EXERCISE GOAL:
Convert the listing below into a two-column CSV with the headers instruction and response, one row per item. Put each item's text and its answer in a single quoted field each, with line breaks replaced by spaces.

# start of MATERIAL PROVIDED

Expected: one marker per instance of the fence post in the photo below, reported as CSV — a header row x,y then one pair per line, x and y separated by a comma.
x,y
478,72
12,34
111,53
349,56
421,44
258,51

# end of MATERIAL PROVIDED

RESULT BELOW:
instruction,response
"Expected: one marker per instance of the fence post in the photo below, reported as CSV — a header row x,y then one pair per line, x and y separated by a comma.","x,y 478,72 12,34 111,53 349,56 421,44 258,51"